GIVEN INSTRUCTION: Output nothing but the lines from the line with "Where can you find the road?" through the end of the listing below, both ends included.
**** DATASET EXCERPTS
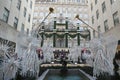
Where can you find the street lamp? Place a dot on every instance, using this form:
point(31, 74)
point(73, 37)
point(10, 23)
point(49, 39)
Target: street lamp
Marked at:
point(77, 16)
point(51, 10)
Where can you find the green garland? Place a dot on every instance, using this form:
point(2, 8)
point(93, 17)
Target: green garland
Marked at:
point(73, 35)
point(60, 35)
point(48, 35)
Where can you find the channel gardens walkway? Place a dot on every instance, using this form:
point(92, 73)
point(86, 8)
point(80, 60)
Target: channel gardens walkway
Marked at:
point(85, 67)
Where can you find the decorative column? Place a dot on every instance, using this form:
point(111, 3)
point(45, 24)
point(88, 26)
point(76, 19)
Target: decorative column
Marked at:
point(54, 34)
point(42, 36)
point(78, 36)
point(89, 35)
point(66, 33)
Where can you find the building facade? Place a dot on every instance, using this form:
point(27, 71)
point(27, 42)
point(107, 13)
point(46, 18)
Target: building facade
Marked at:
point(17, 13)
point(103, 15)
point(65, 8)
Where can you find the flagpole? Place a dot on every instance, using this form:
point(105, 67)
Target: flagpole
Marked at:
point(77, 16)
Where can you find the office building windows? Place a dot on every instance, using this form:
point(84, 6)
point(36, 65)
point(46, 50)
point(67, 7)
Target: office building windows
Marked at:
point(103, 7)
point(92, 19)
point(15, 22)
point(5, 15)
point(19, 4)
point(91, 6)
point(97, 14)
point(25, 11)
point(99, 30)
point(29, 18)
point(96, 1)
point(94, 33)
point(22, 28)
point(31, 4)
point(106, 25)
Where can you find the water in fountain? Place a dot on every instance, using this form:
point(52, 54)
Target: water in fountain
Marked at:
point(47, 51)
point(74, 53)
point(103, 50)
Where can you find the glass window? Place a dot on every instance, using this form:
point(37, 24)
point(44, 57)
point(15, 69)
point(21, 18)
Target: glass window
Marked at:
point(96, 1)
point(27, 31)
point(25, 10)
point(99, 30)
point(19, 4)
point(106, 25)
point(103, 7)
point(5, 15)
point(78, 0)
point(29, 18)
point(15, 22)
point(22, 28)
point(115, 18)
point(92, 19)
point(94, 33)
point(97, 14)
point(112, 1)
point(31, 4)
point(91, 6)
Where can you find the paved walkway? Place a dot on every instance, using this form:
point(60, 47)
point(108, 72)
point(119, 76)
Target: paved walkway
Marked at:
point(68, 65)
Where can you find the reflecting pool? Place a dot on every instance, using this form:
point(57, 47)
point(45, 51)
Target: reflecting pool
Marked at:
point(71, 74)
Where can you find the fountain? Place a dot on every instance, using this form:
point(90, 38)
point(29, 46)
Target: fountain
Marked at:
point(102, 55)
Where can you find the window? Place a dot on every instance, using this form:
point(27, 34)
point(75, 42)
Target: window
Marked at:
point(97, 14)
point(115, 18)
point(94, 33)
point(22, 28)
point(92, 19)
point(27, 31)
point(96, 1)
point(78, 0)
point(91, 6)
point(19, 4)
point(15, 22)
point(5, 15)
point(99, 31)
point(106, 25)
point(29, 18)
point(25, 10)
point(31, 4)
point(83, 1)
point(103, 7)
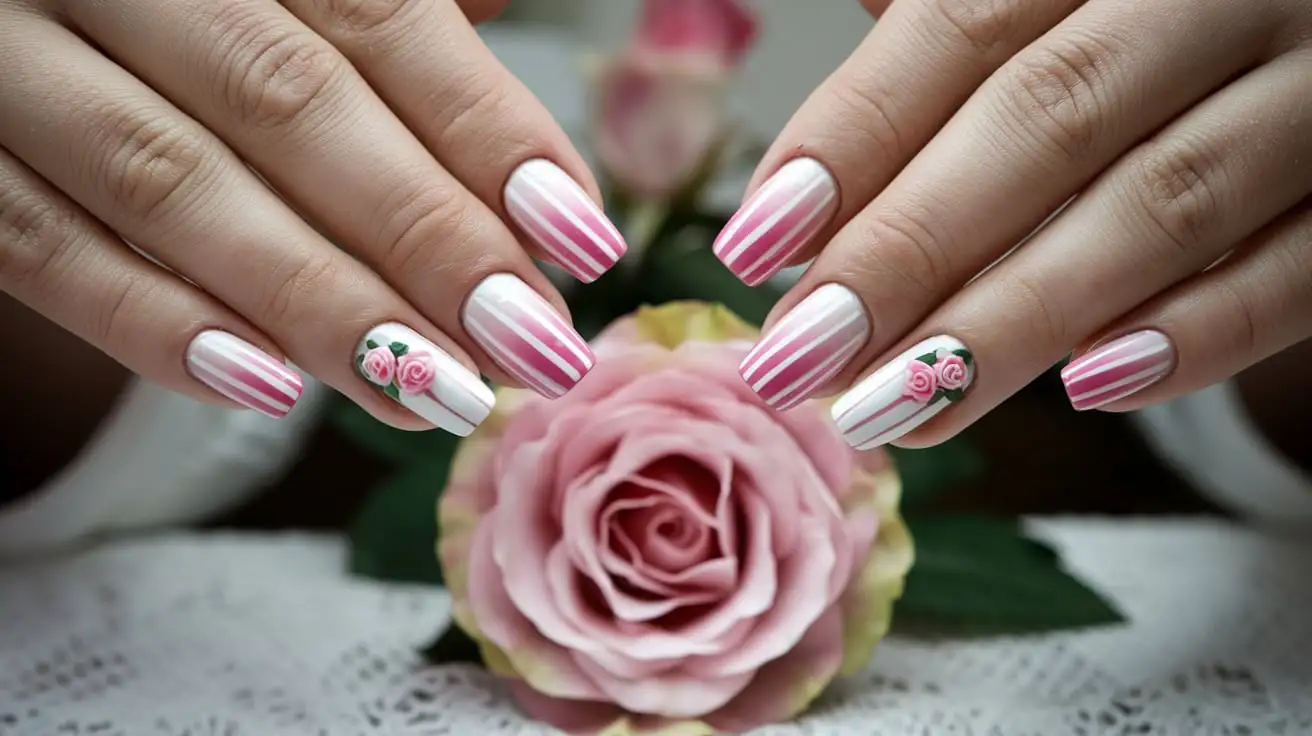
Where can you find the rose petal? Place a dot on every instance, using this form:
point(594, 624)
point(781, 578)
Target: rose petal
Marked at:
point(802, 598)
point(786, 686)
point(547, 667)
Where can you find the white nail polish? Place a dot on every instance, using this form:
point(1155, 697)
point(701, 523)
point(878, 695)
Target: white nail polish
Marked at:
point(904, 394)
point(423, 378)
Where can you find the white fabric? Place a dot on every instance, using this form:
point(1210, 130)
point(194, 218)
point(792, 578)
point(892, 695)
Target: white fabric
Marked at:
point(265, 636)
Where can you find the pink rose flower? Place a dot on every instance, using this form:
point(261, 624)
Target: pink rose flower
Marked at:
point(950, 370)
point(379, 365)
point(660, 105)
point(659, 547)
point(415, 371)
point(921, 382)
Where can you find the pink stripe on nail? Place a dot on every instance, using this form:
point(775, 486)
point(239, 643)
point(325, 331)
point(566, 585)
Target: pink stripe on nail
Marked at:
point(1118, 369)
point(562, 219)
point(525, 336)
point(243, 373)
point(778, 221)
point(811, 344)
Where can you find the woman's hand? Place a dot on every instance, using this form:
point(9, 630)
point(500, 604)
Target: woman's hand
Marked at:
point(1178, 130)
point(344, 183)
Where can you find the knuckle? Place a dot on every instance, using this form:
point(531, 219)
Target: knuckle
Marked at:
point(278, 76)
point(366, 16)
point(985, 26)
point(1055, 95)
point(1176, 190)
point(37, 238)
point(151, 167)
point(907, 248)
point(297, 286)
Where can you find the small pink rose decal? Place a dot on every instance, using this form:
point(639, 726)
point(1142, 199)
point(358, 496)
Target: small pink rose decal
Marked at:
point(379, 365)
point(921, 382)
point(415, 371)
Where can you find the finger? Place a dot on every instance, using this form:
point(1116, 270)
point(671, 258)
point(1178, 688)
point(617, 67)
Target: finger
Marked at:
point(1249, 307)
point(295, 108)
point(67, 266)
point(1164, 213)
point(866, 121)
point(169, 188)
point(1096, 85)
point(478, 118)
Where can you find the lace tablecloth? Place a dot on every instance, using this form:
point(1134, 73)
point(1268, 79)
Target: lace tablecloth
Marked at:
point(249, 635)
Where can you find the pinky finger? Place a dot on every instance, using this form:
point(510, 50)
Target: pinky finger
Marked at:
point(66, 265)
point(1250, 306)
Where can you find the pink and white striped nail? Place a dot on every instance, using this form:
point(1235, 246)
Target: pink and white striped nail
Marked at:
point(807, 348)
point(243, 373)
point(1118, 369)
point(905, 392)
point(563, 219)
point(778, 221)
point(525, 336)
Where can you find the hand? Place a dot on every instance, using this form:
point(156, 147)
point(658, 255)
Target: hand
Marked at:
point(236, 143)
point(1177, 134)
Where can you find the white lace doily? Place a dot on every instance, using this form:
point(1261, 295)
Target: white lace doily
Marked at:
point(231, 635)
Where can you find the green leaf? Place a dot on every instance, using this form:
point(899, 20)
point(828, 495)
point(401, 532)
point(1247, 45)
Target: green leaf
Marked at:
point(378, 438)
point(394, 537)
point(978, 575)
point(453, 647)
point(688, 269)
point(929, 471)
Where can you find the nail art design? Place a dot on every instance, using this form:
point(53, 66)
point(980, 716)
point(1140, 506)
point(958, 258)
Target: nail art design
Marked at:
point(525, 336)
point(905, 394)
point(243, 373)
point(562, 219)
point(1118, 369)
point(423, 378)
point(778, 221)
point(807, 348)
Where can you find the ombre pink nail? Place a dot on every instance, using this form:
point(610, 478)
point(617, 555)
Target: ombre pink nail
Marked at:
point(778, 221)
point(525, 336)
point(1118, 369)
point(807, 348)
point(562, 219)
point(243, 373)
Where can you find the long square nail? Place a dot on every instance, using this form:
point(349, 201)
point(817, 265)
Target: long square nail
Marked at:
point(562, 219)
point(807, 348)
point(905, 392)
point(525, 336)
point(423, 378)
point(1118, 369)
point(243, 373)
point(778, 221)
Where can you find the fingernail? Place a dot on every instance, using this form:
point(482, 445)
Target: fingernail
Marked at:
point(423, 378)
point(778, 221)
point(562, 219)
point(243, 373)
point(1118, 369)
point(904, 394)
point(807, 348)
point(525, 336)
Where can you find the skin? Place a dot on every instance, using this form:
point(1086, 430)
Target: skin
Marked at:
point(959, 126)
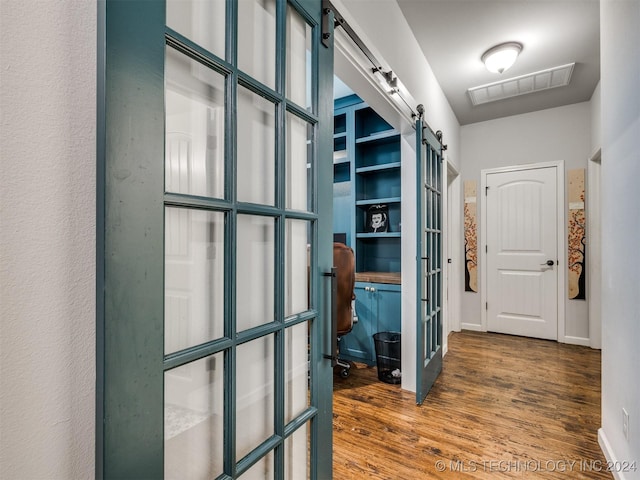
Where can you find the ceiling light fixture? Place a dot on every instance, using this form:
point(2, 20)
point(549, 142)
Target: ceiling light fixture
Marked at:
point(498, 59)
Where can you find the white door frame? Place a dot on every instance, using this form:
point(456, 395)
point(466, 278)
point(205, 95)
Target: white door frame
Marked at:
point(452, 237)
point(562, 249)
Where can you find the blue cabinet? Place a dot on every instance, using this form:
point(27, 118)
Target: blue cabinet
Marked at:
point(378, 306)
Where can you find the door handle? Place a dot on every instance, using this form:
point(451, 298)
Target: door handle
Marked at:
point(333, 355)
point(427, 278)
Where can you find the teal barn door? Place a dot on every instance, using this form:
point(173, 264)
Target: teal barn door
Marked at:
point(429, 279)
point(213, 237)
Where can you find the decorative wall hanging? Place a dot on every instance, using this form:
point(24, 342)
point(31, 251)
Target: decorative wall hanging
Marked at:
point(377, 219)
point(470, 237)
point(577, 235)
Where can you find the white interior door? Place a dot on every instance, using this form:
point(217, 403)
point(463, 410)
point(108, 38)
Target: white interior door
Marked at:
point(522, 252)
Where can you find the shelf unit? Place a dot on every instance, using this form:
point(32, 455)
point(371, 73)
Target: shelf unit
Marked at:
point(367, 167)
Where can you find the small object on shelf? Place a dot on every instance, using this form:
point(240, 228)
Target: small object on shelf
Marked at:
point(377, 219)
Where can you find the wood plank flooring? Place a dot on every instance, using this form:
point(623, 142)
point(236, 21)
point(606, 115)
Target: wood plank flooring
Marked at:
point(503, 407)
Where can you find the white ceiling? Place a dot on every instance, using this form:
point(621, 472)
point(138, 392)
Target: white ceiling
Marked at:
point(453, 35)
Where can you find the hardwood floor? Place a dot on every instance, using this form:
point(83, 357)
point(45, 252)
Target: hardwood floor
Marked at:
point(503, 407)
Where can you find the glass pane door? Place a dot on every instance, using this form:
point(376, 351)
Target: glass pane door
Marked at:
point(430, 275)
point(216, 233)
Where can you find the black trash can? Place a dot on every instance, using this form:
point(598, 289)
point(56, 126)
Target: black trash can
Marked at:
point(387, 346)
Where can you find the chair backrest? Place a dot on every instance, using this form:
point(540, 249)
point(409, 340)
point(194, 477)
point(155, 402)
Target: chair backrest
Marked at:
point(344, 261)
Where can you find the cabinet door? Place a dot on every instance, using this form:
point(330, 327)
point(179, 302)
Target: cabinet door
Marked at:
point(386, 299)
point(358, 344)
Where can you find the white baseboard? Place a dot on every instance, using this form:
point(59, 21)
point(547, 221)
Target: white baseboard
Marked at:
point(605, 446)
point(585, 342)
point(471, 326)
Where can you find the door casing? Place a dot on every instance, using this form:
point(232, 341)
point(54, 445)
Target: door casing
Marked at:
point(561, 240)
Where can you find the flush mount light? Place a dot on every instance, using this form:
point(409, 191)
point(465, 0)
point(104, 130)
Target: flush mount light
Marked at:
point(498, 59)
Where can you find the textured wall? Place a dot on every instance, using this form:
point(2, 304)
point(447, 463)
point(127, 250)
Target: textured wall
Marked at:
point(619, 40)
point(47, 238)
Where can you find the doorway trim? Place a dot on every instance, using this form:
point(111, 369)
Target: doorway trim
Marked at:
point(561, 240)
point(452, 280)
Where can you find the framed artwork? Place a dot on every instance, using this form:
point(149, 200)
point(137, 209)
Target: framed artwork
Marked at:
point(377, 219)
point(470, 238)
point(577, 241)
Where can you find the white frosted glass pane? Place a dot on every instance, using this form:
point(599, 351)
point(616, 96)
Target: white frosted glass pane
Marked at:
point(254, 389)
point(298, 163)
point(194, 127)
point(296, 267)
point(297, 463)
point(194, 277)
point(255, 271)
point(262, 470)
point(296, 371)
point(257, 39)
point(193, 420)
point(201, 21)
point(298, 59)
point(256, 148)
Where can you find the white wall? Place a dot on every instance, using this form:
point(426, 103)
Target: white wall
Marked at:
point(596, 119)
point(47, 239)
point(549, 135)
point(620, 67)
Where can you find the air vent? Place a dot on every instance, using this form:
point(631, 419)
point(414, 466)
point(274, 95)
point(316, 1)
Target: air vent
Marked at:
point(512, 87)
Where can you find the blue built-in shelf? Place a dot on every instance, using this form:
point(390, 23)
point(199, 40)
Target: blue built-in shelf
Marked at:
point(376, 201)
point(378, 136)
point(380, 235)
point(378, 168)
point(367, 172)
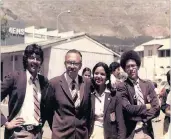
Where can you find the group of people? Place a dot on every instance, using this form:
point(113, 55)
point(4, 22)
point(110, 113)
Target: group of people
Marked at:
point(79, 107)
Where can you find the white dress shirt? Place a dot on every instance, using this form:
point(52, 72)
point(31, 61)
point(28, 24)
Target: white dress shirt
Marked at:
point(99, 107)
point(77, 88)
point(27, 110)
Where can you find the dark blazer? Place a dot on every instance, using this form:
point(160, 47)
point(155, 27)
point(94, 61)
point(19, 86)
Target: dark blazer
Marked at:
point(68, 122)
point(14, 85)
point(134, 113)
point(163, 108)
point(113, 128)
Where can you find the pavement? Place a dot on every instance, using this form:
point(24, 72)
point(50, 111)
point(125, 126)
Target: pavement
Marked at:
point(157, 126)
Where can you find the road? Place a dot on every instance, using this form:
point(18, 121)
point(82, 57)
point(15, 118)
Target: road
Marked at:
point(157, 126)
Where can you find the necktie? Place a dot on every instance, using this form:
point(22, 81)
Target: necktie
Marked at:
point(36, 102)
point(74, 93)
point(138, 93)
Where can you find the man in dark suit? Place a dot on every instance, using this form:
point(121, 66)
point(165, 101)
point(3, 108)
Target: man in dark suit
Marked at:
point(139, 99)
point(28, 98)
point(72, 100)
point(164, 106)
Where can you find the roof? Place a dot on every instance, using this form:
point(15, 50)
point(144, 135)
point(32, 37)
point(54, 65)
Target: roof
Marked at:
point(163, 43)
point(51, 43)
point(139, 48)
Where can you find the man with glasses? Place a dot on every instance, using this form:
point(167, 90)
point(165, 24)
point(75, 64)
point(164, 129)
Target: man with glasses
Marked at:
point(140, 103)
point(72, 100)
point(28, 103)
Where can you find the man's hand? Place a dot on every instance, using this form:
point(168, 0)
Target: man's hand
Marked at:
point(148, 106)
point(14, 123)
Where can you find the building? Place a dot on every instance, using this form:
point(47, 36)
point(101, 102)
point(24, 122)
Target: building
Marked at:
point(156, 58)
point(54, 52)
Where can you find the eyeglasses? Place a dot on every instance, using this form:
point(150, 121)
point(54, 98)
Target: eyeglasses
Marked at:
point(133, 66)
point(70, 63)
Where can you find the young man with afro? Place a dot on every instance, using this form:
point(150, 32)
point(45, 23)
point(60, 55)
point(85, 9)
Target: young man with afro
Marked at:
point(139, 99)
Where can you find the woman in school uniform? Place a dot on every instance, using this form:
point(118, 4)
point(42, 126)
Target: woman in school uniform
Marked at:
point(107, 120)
********
ANSWER TO THE TASK:
Where can you find the road? Place a dot on every instance, using this form:
point(18, 121)
point(82, 57)
point(15, 118)
Target: road
Marked at:
point(157, 126)
Where can you find the necktie? Place a dot on every instance, using this form:
point(22, 81)
Target: necktie
Marked at:
point(36, 102)
point(74, 93)
point(138, 93)
Where can you find the man in dark suit? Place a dot on every instance, using this form:
point(121, 66)
point(165, 101)
point(3, 108)
Target: man in dark suit
Marked at:
point(139, 99)
point(28, 98)
point(72, 100)
point(164, 106)
Where can you find the roof? Place a dot on every instance, using this form:
point(15, 50)
point(144, 135)
point(32, 37)
point(54, 65)
Target: roof
Marked at:
point(163, 43)
point(51, 43)
point(139, 48)
Where can you find the man with glasses? Place a dot on every instance, using this form:
point(167, 90)
point(165, 24)
point(75, 64)
point(164, 129)
Target: man with glasses
Marked at:
point(140, 103)
point(72, 100)
point(28, 103)
Where can you find the man's hand? Place a dot on every instance, using this form:
point(168, 0)
Target: man's hand
Marked at:
point(148, 106)
point(14, 123)
Where can you find the building? Place a dot on every instance, using this form:
point(47, 36)
point(101, 102)
point(24, 122)
Target: building
Marked at:
point(156, 58)
point(54, 52)
Where can you find the eyeglasses? Place a dot on every instance, using this form:
point(150, 121)
point(54, 98)
Target: eyeglasses
Marked at:
point(133, 66)
point(70, 63)
Where can you find the young man with afro? Place a dot on every instance, using this form:
point(150, 32)
point(45, 23)
point(60, 55)
point(85, 9)
Target: young man with afro
Marked at:
point(139, 99)
Where can you find the woman in school uniform? Place a dot on every instance, using this form:
point(118, 4)
point(42, 126)
Target: woman in school uniform
Marked at:
point(107, 120)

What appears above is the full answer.